Work to do -
Extract every line of text from the records below, copying each one word for word. Leave the pictures out of your answer.

Excerpts from a point labeling dataset
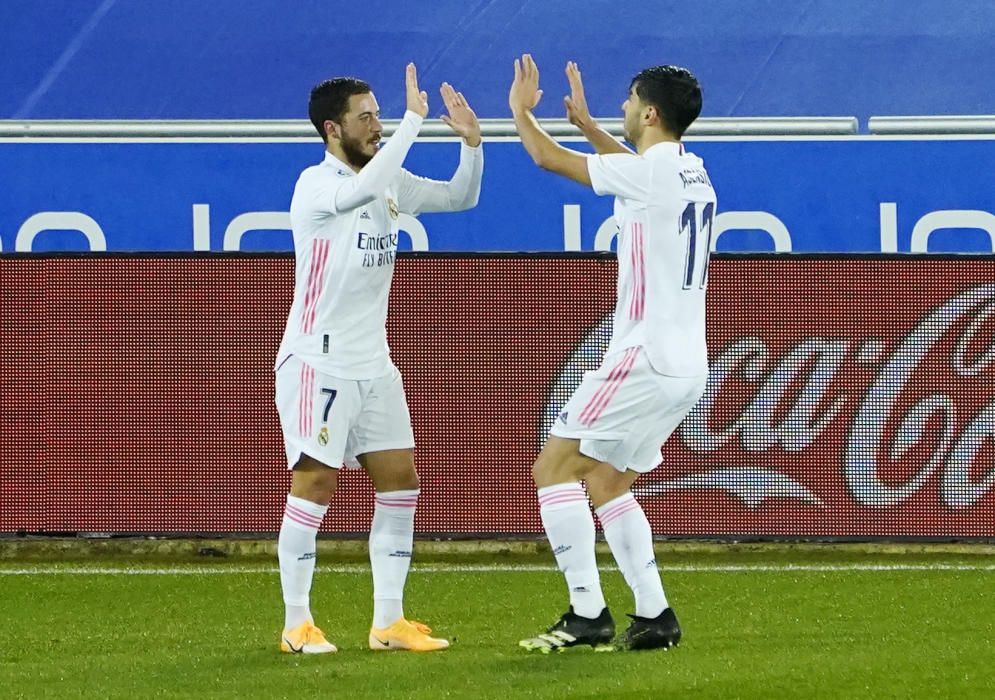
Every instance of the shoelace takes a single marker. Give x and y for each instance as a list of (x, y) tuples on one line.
[(421, 627)]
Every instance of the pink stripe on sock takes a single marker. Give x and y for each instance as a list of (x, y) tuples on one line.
[(397, 504), (302, 516), (306, 523), (606, 519), (621, 504)]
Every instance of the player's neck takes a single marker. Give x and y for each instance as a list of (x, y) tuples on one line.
[(651, 137), (337, 151)]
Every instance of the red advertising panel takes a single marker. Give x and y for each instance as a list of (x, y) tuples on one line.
[(849, 396)]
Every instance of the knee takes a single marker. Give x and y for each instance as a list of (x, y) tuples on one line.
[(549, 472), (315, 486)]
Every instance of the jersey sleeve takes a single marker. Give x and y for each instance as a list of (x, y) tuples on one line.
[(620, 174), (419, 194)]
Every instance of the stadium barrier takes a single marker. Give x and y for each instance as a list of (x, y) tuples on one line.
[(850, 396)]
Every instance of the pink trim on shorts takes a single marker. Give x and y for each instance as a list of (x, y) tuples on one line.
[(638, 304), (572, 495), (319, 257), (306, 402), (617, 511), (405, 502), (596, 406), (302, 517)]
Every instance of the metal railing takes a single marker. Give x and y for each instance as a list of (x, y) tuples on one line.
[(982, 125), (432, 128), (977, 124)]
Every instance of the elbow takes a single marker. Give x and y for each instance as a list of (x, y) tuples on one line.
[(468, 202)]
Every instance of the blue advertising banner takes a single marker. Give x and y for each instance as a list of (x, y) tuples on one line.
[(857, 194)]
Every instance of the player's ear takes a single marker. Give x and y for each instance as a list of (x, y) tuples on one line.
[(650, 115)]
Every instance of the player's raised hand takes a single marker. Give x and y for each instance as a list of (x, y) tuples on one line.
[(576, 103), (417, 100), (461, 117), (525, 93)]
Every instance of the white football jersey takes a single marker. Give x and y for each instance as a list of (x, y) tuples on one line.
[(345, 228), (664, 207)]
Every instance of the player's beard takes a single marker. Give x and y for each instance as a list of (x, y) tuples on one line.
[(353, 150), (631, 132)]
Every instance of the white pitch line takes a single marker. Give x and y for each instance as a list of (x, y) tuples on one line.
[(485, 568)]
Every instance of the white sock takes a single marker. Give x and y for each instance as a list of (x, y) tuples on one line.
[(296, 550), (629, 536), (391, 537), (569, 526)]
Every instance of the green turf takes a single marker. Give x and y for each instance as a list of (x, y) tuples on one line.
[(749, 634)]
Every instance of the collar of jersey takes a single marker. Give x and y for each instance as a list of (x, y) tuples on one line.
[(672, 148)]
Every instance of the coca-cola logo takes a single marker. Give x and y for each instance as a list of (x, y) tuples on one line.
[(904, 410)]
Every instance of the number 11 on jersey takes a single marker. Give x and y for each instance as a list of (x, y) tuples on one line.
[(690, 226)]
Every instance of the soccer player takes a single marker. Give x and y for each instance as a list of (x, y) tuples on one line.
[(656, 365), (339, 395)]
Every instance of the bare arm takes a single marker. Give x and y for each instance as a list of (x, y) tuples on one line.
[(580, 116), (545, 152)]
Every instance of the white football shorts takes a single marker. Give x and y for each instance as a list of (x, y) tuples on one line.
[(333, 419), (624, 411)]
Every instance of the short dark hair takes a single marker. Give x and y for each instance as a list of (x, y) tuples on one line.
[(675, 93), (330, 101)]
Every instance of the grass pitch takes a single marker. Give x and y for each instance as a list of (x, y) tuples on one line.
[(780, 623)]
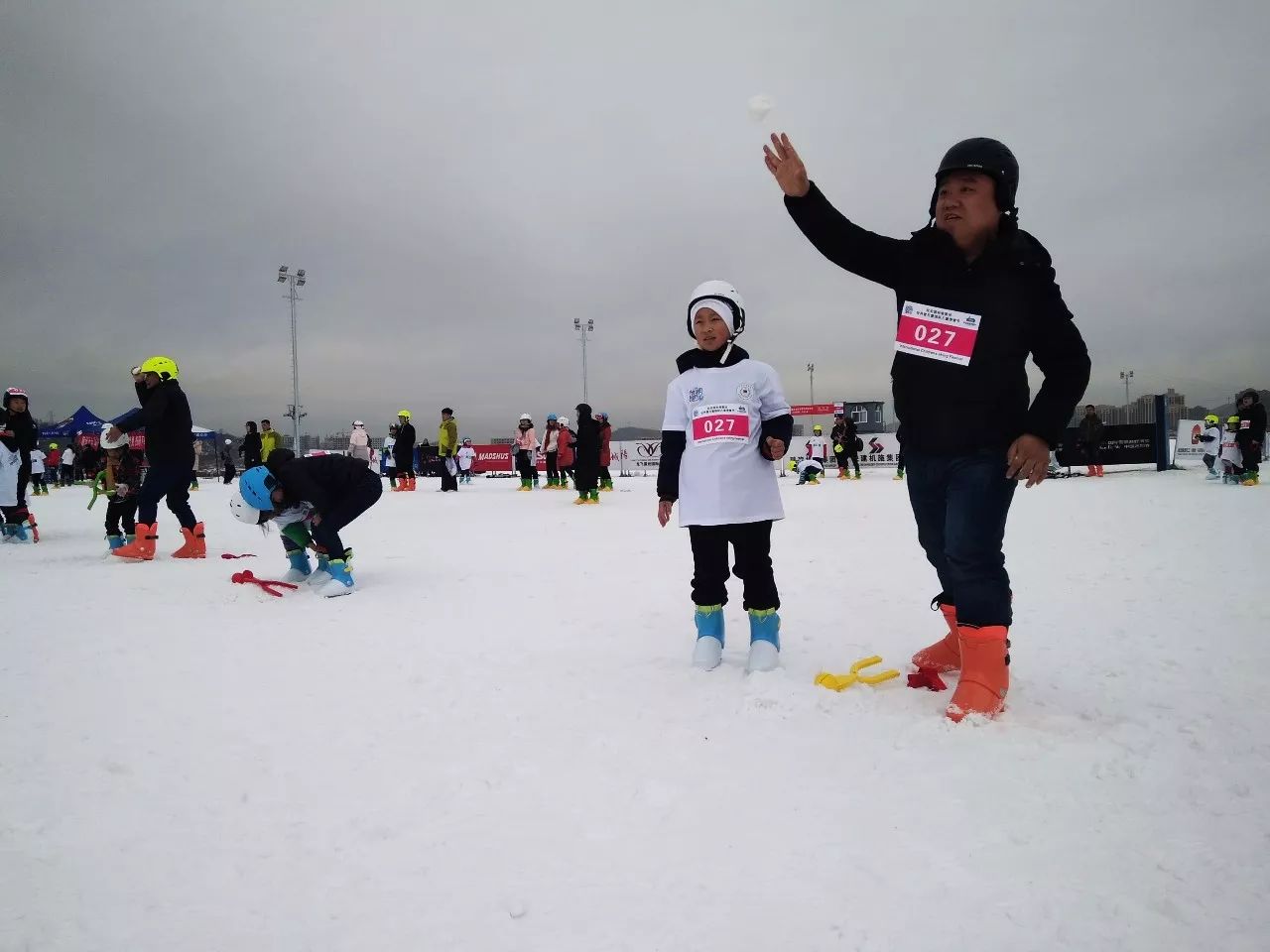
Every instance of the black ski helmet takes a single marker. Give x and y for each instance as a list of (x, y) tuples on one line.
[(989, 157)]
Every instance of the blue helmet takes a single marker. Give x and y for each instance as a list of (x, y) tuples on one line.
[(257, 486)]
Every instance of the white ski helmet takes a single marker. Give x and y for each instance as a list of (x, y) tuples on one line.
[(112, 443), (243, 512), (724, 294)]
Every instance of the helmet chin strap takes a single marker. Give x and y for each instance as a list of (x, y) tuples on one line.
[(726, 350)]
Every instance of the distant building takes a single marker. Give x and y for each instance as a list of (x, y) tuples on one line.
[(867, 414)]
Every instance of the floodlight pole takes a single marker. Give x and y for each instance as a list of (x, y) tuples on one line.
[(293, 282)]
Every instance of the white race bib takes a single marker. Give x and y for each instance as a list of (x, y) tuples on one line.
[(720, 422)]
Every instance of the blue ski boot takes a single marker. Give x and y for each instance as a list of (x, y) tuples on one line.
[(765, 640), (708, 651)]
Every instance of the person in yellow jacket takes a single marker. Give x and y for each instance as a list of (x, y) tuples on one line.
[(270, 440), (447, 444)]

Answer to this task -
Every instance of the shoelace takes a single marker. Give x and y for each instance as a list of (x, y) tuples on one line.
[(421, 627)]
Every instance of the pink stripe on sock takes a single marker. Give x and y for each instance as a list of (x, y) tuples on one line.
[(397, 504), (302, 516), (306, 523), (606, 519), (621, 504)]
Every instance of the player's neck takes a single marker. Give x and y for each instance as a list of (x, y) tuples on one line.
[(651, 137), (337, 151)]
Every instance of the red advertising panel takes a single marker. Give x and y for each instance as a list of (x, y) tuples on one line.
[(849, 396)]
Every instance of the knee takes a single marker. Give x and y for each instance as a list of (x, y) tuples on one line.
[(549, 472), (315, 486)]
Every instance of the jersey sleeve takes a single marker. Give x and y for each instance as a list of (x, y) tuples on one line.
[(620, 174), (419, 194)]
Every instance of the stadium barrier takes a single marker. Give x and y for each instance as a list of (x, y) tuples on one line.
[(850, 396)]
Every instance of the pink trim on shorts takes a single marker. Give x and y for each instance as a list of (x, y) tuples on one line.
[(638, 304), (572, 495), (319, 257), (306, 402), (617, 511), (405, 502), (596, 406), (302, 517)]
Every instance of the metal railing takes a single marker. Give x and y for each instance as a list of (x, y) tuples on one line.
[(982, 125), (432, 128), (977, 124)]
Every instance of the elbow takes a single marker. Give x and y for each instance as a list of (x, y) tuples on one line.
[(468, 202)]
Every instance of the blue advertising banner takes a single marker. Give x and y for each instance as a list of (x, y) tuples on one line.
[(857, 194)]
Every instance of the player's ear takes a single marker. Give x and y for each instance as a list of (x, y) tuples on one line.
[(650, 115)]
Every instance of the player's raised hand takes a single marker. Give x and y for each instance as a list of (x, y) tuples on one line.
[(576, 103), (417, 100), (461, 117), (525, 93)]
Every instance of the white football jersey takes a single marker. Give x and y for each instance as a list of (x, y) tuples on one line.
[(345, 228), (664, 207)]
Every instance of the player's beard takes a single marker. Give x and y for each instance as a list of (x, y) tuples on one line.
[(353, 150), (631, 132)]
Every instance of the white pitch line takes a single marker. Give x and y for each instance as a list of (x, y) tuples on one line.
[(485, 568)]
Every instance of the white sock takes a single marker. Give x and y for each instance as a list of (x, y) tuples on one line.
[(296, 550), (629, 536), (391, 537), (569, 526)]
Every instance of the green turf takes a single marker. Give x and y for each instance as a list of (x, y) tuples on one line.
[(749, 634)]
Every instance of the collar of jersey takes a single marker. Give x and y for each instance as a list of (x, y) tuples on one line.
[(672, 148)]
Every instance of the coca-cola logo takes a single marker. Give x and y for each instance as a list of (x, y) tuples on one line.
[(904, 410)]
Every instance of the number 11 on jersey takes a single marker. Give x and y for each instance as a list of (x, y) tuples on one line.
[(690, 226)]
Every instance of the soccer player takes a single marker. Give x and y for each instance as a list of (x, y) tuples on one line.
[(656, 365), (339, 395)]
Every instance of the bare arm takes a single marker. Give x and y for each instance as a list of (x, y) tuples on one line.
[(580, 116), (545, 152)]
Every instance of the white football shorts takes a single marker. Give x and y for each instance as a list of (x, y) tuples on one line.
[(333, 419), (624, 411)]
Every instance of the short dark hair takes a single marker. Give x and y for each instance as a list of (x, y) tuples on one line.
[(675, 93), (330, 101)]
Every instance of the grass pitch takes a single marker. Give x and y for each instance as a list of (x, y) tuples on one line.
[(780, 623)]
Every instance of the black ski helmet takes a single marker. Give x and y for each instance as a list of (x, y) tuples on one line.
[(989, 157)]
Every instance of the blue helmet takes a single marker. Give x and y for each instance as a list of (x, y) tuples on one line.
[(257, 486)]
Every instance of the white ski helmet takes a single marker. Give x and y for each instance as a list of (x, y) tuples on one line.
[(112, 443), (243, 512), (724, 294)]
Every instance of the helmet chin strap takes a single marker. Give x and y for each instance as a list of (x, y) tuples on one line.
[(726, 350)]
Every instance of the distant building takes a single marker. Give x and y for each instance as a list of (x, y) tuples on one line.
[(867, 414)]
Every instance of the floodlight pole takes a single marker. Give x and y for each instance as a list of (x, y) tuples on one line.
[(293, 282)]
Every instance of the white race bib takes a single marker. Give x and y for each instance as a list of (x, y) tuples on one line.
[(720, 422)]
Every instance of the blue ski boot takes a single marker. Give x and y for each instance as a list of (x, y) tuples on one line.
[(765, 640), (708, 651)]
Every instance of the person in yellow jacket takes a single marker. Give x and y for each instance as a list of (x, y) tuples on one line.
[(270, 440), (447, 444)]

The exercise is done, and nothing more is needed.